**Challenges:**
- 1) From the coursework list below, extract the passage from "The Art and" up to and including "(took 60 hours)".
- 2) Answer these about the coursework list below:
(a) How long did the NZ math olympiad entrance exam take?
(b) What topic was the science fair project on?
(c) Which three living history parks are listed?
- 3) Carry on the list of a student's year of coursework below from the point where it stops.

**Supplied text:**
MATH.  and that is all.

 

 

 

 

 

 

 

 

 

 

 

 

 

 

 

Ok, a bit unfair, but it felt that way. Here is his real list:

 

Math

AoPS Intro Number theory

AoPS Intro Counting

AoPS second half of Geometry

The Art and Craft of Problem Solving by by Zeitz (first 6 chapters)

Proof writing with Mom (well, at least I gave it a go)

NZ math olympiad entrance exam (took 60 hours)

NZ math olympiad summer program

First 1/4 of AoPS intermediate Number theory class

sigh..... Yes, I did all this too.  Never again!!!!!

 

Science

Science fair project on Timing traffic lights

 

English

1/4 of WWS3

Great Courses: The Art of Reading

Planning a novel (but never put pen to paper)

 

Violin

ABRSM grade 5 music theory exam

Finished ABRSM grade 6 practical material

 

Mandarin with a tutor

Finished Boya 1, began Boya 2

 

History: Early modern and 1/2 of late modern wtih DAD

Could get you a book list if you want

3 living history parks (Macinac island, Hartwick Pines, Shaker Village)

**Information provided:**

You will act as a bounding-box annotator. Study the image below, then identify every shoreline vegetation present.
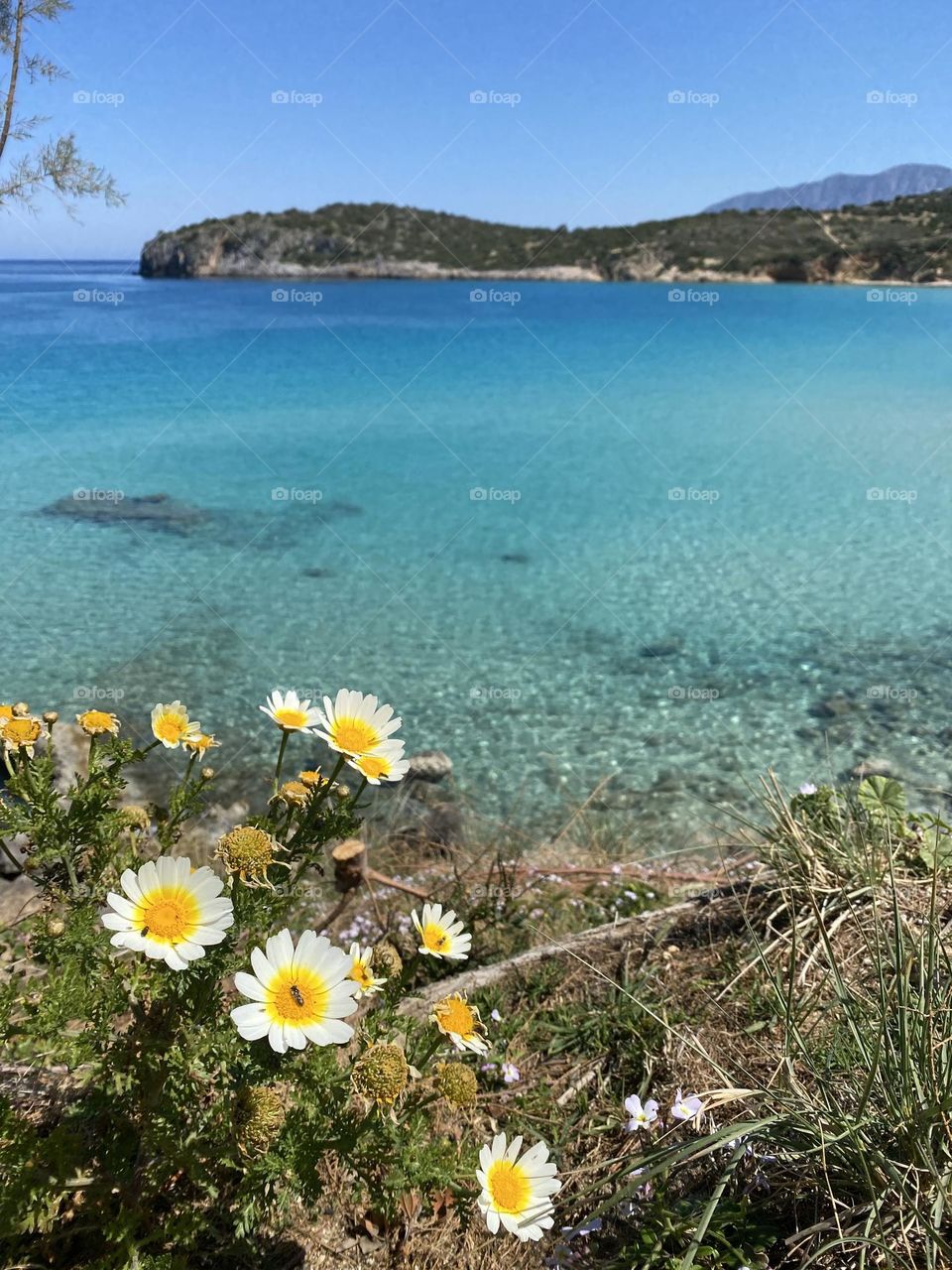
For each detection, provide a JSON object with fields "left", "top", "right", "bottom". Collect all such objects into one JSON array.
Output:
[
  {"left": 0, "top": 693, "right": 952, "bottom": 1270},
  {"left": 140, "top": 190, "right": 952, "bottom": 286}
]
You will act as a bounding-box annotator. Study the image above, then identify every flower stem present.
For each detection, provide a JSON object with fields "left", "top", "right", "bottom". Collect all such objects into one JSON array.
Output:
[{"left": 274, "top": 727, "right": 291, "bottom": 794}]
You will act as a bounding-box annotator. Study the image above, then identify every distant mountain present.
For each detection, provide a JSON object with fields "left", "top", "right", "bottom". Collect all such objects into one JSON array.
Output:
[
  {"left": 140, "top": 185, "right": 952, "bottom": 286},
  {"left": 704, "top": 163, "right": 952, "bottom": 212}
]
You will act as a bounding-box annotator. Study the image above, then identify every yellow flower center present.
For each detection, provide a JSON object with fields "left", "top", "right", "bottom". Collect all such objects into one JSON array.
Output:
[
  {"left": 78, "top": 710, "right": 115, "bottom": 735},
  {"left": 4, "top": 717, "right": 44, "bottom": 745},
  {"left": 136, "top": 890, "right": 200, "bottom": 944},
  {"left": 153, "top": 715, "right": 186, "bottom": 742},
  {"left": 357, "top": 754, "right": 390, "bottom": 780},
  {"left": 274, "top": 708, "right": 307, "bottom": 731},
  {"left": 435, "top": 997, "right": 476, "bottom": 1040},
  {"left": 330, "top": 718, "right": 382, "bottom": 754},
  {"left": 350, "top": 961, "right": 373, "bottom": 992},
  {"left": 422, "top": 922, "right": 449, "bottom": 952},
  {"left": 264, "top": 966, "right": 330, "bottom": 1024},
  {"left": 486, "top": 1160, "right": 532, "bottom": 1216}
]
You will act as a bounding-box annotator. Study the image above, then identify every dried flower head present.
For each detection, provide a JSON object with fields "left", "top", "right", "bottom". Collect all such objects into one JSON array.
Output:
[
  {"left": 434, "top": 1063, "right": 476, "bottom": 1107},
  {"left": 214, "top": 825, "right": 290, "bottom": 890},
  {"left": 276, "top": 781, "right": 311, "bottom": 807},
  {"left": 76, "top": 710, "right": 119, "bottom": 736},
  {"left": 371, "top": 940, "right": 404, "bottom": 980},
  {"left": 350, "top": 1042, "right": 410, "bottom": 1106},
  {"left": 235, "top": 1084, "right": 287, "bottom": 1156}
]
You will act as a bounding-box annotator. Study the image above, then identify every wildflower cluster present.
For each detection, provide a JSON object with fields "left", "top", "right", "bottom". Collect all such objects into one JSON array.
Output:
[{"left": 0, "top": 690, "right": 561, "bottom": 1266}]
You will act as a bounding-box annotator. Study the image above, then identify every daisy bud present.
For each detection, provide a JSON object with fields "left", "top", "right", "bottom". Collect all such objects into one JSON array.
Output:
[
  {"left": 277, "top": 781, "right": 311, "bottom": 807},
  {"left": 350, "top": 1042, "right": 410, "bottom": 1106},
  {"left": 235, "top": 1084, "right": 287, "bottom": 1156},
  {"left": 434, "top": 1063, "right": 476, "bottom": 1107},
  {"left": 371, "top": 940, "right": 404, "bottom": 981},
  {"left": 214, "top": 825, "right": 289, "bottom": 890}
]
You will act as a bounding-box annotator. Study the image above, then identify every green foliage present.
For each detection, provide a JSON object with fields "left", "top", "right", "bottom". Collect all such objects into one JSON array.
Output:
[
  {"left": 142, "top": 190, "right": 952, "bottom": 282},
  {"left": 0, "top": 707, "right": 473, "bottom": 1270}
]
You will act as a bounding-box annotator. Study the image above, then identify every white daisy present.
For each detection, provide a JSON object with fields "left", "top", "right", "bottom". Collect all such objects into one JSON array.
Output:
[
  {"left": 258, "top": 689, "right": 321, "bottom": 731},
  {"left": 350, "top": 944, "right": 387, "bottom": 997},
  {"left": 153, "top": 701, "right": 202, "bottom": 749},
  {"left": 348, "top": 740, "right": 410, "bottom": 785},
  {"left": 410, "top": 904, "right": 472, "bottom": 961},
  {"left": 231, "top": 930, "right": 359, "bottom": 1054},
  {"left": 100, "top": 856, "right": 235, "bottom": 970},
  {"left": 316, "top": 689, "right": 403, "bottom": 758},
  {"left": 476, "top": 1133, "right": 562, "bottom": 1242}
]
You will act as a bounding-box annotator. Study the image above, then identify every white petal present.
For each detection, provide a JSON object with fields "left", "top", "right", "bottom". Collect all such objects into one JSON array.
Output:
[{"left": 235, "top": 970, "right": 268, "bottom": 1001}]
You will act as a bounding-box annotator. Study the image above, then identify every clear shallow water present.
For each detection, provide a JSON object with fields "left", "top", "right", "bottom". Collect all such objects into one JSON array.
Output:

**Responses for each task:**
- 1)
The Art and Craft of Problem Solving by by Zeitz (first 6 chapters)

Proof writing with Mom (well, at least I gave it a go)

NZ math olympiad entrance exam (took 60 hours)

- 2)
(a) 60 hours
(b) Timing traffic lights
(c) Macinac island, Hartwick Pines, and Shaker Village

- 3)
 

Literature:

Great Expectations

Coral Island

Narrative of the Life of Fredrick Douglas

Puddnhead Willson

Moby Dick

The science fiction Hall of fame

Lost World, Doyle

Wuthering Heights

Dracula

Tales of Mystery and Terror. poe

The picture of Dorian Gray

Turn of the Screw

King Solomons Mines

We by Zamyatin

Cats Cradle. vonnegut

Woman in White

Collection of Victorian Gothic Short stories

 

PE

Diving

Swimming

Win Tsung

Mountain Biking (including his first fall!)

Tennis lessons for a week

 

Art

Watercolour

Classic movies with dad

1 opera

3 plays

3 symphonies

Cleveland Museum of Art

 

Looks better than I thought it would....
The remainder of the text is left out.